** Start of SOURCE EXTRACT **

Yes, as you think, my parents suggested me to cancel the trip and in fact, while facing each of the challenges I thought to withdraw from my “YES” to the conference organizers. But each time, one verse from the Bible went strong enough to convince me –

Simply let your ‘Yes’ be ‘Yes,’ and your ‘No,’ ‘No.’ 

Anything more comes from the evil one.

Promises are always made at the present time and mostly it is made about its future implications but the uncertainty of the future always appears as a challenge. As the future becomes present, at the most time it enfolds an awful lot of challenges. Logically, promises might be expressed with the help of word-formation but it isn’t just a word. The sustainability of our promise words shapes our identity – our character – our strengths – our understanding and majorly the other person’s TRUST.

** End of SOURCE EXTRACT **

> [REQUIRED WORK]
1 - Copy the passage on keeping promises word for word, starting with "Simply let your ‘Yes’ be ‘Yes,’ and your" and going on through "other person’s TRUST.".
2 - In the passage on keeping promises, list everything that the sustainability of our promise words is said to shape.

** Start of GIVEN MATERIAL **

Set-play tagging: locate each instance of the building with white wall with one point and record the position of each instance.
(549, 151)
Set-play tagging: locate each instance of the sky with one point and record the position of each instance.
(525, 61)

** End of GIVEN MATERIAL **

> [SOLUTIONS BELOW]
1 -
Simply let your ‘Yes’ be ‘Yes,’ and your ‘No,’ ‘No.’ 

Anything more comes from the evil one.

Promises are always made at the present time and mostly it is made about its future implications but the uncertainty of the future always appears as a challenge. As the future becomes present, at the most time it enfolds an awful lot of challenges. Logically, promises might be expressed with the help of word-formation but it isn’t just a word. The sustainability of our promise words shapes our identity – our character – our strengths – our understanding and majorly the other person’s TRUST.

2 -
- our identity
- our character
- our strengths
- our understanding
- the other person's trust